(Objective) Convert the records below into a JSON list of strings, one string per line, omitting blank lines and the pictures.

(Excerpts from location labeling data)
+++

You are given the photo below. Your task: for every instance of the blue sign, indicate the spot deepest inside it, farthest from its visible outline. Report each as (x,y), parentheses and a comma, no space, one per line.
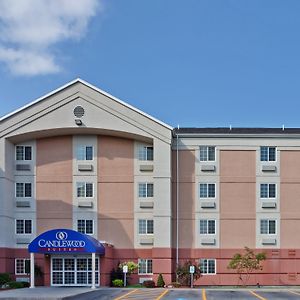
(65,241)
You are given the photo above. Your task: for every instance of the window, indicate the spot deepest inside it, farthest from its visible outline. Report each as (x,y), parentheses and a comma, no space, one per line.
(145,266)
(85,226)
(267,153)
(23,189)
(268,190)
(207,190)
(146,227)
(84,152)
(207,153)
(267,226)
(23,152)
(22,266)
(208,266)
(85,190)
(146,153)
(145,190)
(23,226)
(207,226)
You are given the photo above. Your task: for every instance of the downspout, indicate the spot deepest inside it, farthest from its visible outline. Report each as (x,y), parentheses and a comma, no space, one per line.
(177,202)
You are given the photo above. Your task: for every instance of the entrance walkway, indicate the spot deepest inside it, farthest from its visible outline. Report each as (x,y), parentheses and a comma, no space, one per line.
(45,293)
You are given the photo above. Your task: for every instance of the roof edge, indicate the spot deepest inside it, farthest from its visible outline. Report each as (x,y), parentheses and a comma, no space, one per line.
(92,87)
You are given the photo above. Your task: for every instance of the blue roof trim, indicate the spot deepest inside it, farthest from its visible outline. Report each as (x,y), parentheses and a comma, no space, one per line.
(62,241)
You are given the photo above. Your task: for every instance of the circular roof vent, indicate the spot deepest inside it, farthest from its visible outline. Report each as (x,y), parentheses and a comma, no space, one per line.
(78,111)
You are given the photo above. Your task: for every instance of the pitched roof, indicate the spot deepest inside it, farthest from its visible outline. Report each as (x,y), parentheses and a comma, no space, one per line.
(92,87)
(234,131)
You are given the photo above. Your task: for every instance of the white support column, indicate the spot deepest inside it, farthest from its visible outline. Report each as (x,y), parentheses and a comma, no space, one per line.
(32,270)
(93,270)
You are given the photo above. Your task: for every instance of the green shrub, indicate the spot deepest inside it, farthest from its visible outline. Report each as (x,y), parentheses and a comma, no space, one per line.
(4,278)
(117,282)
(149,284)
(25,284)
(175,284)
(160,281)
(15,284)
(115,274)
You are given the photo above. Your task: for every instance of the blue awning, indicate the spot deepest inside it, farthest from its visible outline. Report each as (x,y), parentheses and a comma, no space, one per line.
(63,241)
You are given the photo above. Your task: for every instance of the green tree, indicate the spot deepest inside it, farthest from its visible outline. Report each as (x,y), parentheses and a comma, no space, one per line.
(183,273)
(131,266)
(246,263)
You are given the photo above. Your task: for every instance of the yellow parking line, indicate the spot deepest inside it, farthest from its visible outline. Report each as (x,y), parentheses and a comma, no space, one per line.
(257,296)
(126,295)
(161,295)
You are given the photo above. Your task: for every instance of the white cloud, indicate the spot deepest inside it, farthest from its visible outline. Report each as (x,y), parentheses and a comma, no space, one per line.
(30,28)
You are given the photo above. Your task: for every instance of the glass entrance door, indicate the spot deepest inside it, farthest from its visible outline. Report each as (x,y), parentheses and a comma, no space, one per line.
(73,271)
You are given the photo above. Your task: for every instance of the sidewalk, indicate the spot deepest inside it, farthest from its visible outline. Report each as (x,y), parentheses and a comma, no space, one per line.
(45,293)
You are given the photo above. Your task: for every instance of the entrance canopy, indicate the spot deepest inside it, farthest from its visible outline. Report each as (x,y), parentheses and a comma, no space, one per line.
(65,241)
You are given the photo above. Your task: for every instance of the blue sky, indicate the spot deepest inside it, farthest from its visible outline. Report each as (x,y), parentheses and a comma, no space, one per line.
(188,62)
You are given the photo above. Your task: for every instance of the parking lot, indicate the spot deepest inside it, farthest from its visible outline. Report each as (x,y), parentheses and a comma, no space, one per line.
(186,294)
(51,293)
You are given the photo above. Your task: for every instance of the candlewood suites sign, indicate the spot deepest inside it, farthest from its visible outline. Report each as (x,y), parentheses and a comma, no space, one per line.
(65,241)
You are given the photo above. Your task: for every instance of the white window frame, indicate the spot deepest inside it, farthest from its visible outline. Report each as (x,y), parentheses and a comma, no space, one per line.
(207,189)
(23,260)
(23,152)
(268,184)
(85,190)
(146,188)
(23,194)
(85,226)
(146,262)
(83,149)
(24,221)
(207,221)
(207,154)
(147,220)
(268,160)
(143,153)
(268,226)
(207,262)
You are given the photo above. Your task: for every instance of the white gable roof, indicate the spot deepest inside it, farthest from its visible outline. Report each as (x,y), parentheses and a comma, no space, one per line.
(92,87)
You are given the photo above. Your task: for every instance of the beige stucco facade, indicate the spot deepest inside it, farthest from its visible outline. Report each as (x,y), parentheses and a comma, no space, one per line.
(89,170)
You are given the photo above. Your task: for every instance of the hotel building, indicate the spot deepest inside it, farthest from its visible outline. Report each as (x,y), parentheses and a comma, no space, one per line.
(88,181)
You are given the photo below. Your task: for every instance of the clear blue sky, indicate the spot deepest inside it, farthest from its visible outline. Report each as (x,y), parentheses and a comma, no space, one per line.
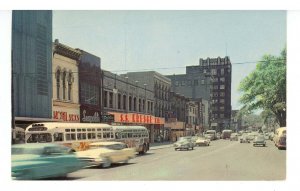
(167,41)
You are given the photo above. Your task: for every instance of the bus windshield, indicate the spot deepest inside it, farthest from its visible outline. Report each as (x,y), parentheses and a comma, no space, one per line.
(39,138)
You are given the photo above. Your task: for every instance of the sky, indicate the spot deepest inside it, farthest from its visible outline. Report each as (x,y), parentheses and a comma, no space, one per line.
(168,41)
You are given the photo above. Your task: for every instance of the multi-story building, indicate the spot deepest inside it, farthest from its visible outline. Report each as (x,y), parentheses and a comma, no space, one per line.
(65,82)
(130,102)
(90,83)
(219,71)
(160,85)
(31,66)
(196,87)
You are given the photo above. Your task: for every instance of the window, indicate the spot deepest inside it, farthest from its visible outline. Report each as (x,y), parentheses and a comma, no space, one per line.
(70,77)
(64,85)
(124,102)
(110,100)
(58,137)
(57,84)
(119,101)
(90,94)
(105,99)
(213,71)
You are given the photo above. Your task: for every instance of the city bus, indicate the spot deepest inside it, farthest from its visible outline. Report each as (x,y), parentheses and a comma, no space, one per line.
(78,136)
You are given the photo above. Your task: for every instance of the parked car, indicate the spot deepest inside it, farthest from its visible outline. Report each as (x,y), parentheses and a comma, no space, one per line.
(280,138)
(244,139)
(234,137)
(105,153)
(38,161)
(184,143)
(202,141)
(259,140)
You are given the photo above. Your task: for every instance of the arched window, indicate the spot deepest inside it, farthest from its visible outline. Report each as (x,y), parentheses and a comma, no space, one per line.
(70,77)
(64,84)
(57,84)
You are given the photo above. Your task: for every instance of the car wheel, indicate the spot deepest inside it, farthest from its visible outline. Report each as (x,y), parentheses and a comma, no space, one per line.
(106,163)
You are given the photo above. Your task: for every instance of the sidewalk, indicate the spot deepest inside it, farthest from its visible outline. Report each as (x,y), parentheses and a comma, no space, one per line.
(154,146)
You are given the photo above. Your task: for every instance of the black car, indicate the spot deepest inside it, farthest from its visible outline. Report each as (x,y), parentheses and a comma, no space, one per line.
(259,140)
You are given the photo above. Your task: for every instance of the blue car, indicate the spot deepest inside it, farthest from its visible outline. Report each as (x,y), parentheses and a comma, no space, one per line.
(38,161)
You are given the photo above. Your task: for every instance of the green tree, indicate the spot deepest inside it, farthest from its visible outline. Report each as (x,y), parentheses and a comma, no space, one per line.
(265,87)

+++

(Output below)
[
  "You are given the photo below. Your task: for every instance of the blue sign, indicate the spot deepest inside it, farthest from its visible outline. Report each as (x,y), parentheses and a comma, no space, one per line.",
  "(65,241)",
  "You are given the photo above. Your task: for every instance of the window, indicate the spot deepest inside it, farthest from its visible outline. Report each as (x,y), parentheses and a comma, no space, one per line.",
  "(145,266)",
  "(85,226)",
  "(267,153)",
  "(23,189)",
  "(268,190)",
  "(207,190)",
  "(146,227)",
  "(84,152)",
  "(207,153)",
  "(267,226)",
  "(23,152)",
  "(22,266)",
  "(208,266)",
  "(85,190)",
  "(146,153)",
  "(145,190)",
  "(23,226)",
  "(207,226)",
  "You are given the photo above. Your task: for every instance of the downspout, indicate the spot deepest inside it, farthest from its visible outline. Report each as (x,y), parentheses and a comma, no space, one per line.",
  "(177,202)",
  "You are given the photo above. Your task: for every instance of the entrance walkway, indicate the spot deepest inside it, farthest from its visible outline. Report each as (x,y), parentheses and a comma, no space, one per line.",
  "(45,293)",
  "You are given the photo above. Your task: for every instance of the roof edge, indicate the spot deepest inside it, farthest from its visible outline. Report each as (x,y), parentheses and a comma, no space, one per line.",
  "(92,87)",
  "You are given the photo above. Your task: for every instance of the blue roof trim, indicate the spot deepest inside it, farthest from its visible outline. Report each as (x,y), parentheses and a comma, no space, one per line.",
  "(62,241)",
  "You are given the photo above. Your task: for every instance of the circular roof vent, indicate the spot deepest inside it, farthest from its visible outline. Report each as (x,y), parentheses and a comma, no space, one per line.",
  "(78,111)",
  "You are given the photo above. Your task: for every instance of the pitched roof, indicate the spot deepest inside it, farthest from its visible outline. Report each as (x,y), parentheses and a comma, no space, one per line.",
  "(92,87)",
  "(234,131)",
  "You are given the photo above. Your task: for every instance of the white support column, indicate the spot deepest inside it, farthest from its visible outline. Report each as (x,y), parentheses and a comma, no space, one per line.",
  "(32,270)",
  "(93,270)",
  "You are given the photo above. Your task: for every instance of the green shrub, indicate the spot deepest inside it, farthest from its visible outline. Report each as (x,y), parentheses and a comma, no space, one per line.",
  "(4,278)",
  "(117,282)",
  "(149,284)",
  "(25,284)",
  "(175,284)",
  "(160,281)",
  "(15,284)",
  "(115,274)",
  "You are given the photo above. Your task: for every instance of the blue awning, indicate the spot deepest inside it, farthest from its visible outline. Report each as (x,y), parentheses and a comma, no space, one per line.",
  "(63,241)",
  "You are given the photo above. Your task: for every instance of the green tree, indicate the spot deepest inside it, farthest from its visible outline. Report each as (x,y), parentheses and a comma, no space, one per line.",
  "(183,273)",
  "(131,266)",
  "(246,263)",
  "You are given the photo above. Your task: for every instance of the yellow parking line, indicate the spot deepest inside it, farthest from its visible outline. Report each as (x,y), parentheses and a comma, no space, one per line.",
  "(257,296)",
  "(126,295)",
  "(161,295)",
  "You are given the photo above. Your task: for every instance of the white cloud, indicate the spot deepest inside it, farthest from its visible outline. Report each as (x,y), parentheses and a comma, no space, one per line.",
  "(30,28)",
  "You are given the photo above. Your task: for every instance of the glass entrance door, indicate the spot deepest inside it, farthest from its visible outline. Report each as (x,y), parentheses and a comma, no space, one per line.",
  "(73,271)",
  "You are given the photo above. Your task: for every instance of the sidewalk, indicate the spot deepest inside it, farthest from its visible outline. Report each as (x,y), parentheses and a comma, no space, one per line.",
  "(45,293)",
  "You are given the photo above. Your task: for every instance of the entrance canopy, indicate the spot deepest inside it, farthest from its visible outline. Report each as (x,y), parentheses and a comma, no space, one per line.",
  "(65,241)",
  "You are given the photo above. Your task: for every instance of the blue sky, indicate the spot deepest inside it, farthest from its visible outline. Report each as (x,y), parentheses and a comma, no space, one per line.",
  "(188,62)",
  "You are given the photo above. Your task: for every instance of the parking lot, indicate the spot deepest inside it, farthest from its visible outline. Report each as (x,y), parentheses and a comma, no space, one per line.",
  "(186,294)",
  "(51,293)",
  "You are given the photo above. Your task: for every instance of the candlewood suites sign, indicate the spot deepest inside it, farthest from its visible outline. Report each as (x,y), parentheses and a comma, no space, one per line.",
  "(65,241)",
  "You are given the photo above. Your task: for every instance of the white window frame, indicate the spot deepest inside it, farthest from its visible outline. Report each as (x,y), parentheses and a comma, no space, one per line.",
  "(207,189)",
  "(23,260)",
  "(23,152)",
  "(268,184)",
  "(85,190)",
  "(146,188)",
  "(23,194)",
  "(85,226)",
  "(146,262)",
  "(83,149)",
  "(24,221)",
  "(207,221)",
  "(207,154)",
  "(147,220)",
  "(268,160)",
  "(143,153)",
  "(268,226)",
  "(207,262)",
  "You are given the photo above. Your task: for every instance of the white gable roof, indicate the spot deepest inside it, farthest from its visible outline. Report each as (x,y), parentheses and a comma, no space, one per line.",
  "(92,87)",
  "You are given the photo above. Your task: for every instance of the beige stucco facade, indicate the spot deepest inside it, farthest from its visible outline. Report each as (x,y), parentheses and a comma, no space, one per line.",
  "(89,170)",
  "You are given the photo above. Your task: for every instance of the hotel building, indicate the spot deepest inside it, farthest from its visible outline. Report each as (x,y), parentheses and a comma, no space, one per line.",
  "(88,181)",
  "You are given the photo below. Your task: for every instance of the clear blue sky, indicate the spot deepest inside it, farthest from its visible outline. Report each as (x,y), parentheses and a comma, no space, one per line.",
  "(167,41)",
  "You are given the photo above. Your task: for every instance of the bus windshield, indicate the spot deepest inside it, farthest from its visible outline. Report each as (x,y), parentheses and a comma, no space, one per line.",
  "(39,138)",
  "You are given the photo above. Your task: for every instance of the sky, indicate the spot deepest inside it, farthest from its visible outline. Report each as (x,y), parentheses and a comma, no space, one per line.",
  "(168,41)",
  "You are given the photo above. Your task: for every instance of the multi-story building, indicate the spot deepest inside it, farthest from its visible outline. Report each as (x,y), parentheses and a comma, no space, one per line.",
  "(65,82)",
  "(130,102)",
  "(90,83)",
  "(219,71)",
  "(160,85)",
  "(31,66)",
  "(196,87)",
  "You are given the photo above. Your task: for every instance of the window, indicate the spot deepest inside it, farthest from its visible outline. Report each as (x,y), parentheses and a comma, no space, one per line.",
  "(70,77)",
  "(64,85)",
  "(124,102)",
  "(110,100)",
  "(58,137)",
  "(57,84)",
  "(119,101)",
  "(90,94)",
  "(105,99)",
  "(213,71)",
  "You are given the photo above. Your task: for every instance of the city bus, indicate the spot deepest inside it, farthest from its visible outline. Report each as (x,y), parentheses and a comma, no space, one per line.",
  "(78,136)",
  "You are given the photo above. Your task: for every instance of the parked car, indicate the spot deepest inside it, farthest from its visible outline. Report each as (x,y), parentheses and a comma, no space, one per line.",
  "(280,138)",
  "(244,139)",
  "(234,137)",
  "(105,153)",
  "(38,161)",
  "(184,143)",
  "(202,141)",
  "(259,140)",
  "You are given the photo above. Your task: for every instance of the arched window, indicate the spot deepest inside it, farthest from its visible outline. Report each as (x,y), parentheses and a comma, no space, one per line.",
  "(70,77)",
  "(64,84)",
  "(57,84)",
  "You are given the photo above. Your task: for every instance of the car wheel, indicate the spot deepest inside it, farthest from its visible outline. Report each as (x,y), parentheses and a comma, no space, one per line.",
  "(106,163)",
  "You are given the photo above. Your task: for every instance of the sidewalk, indicate the spot deepest inside it, farthest from its visible outline. Report each as (x,y), parentheses and a comma, no space, one per line.",
  "(154,146)",
  "You are given the photo above. Your task: for every instance of the black car, indicate the spot deepest inside it, farthest from its visible outline. Report each as (x,y), parentheses and a comma, no space, one per line.",
  "(259,140)",
  "You are given the photo above. Your task: for every instance of the blue car, indicate the spot deepest inside it, farthest from its visible outline. Report each as (x,y), parentheses and a comma, no space, one per line.",
  "(38,161)",
  "You are given the photo above. Your task: for every instance of the green tree, indicate the spot deepest inside it, farthest from its visible outline. Report each as (x,y), parentheses and a comma, no space, one per line.",
  "(265,87)"
]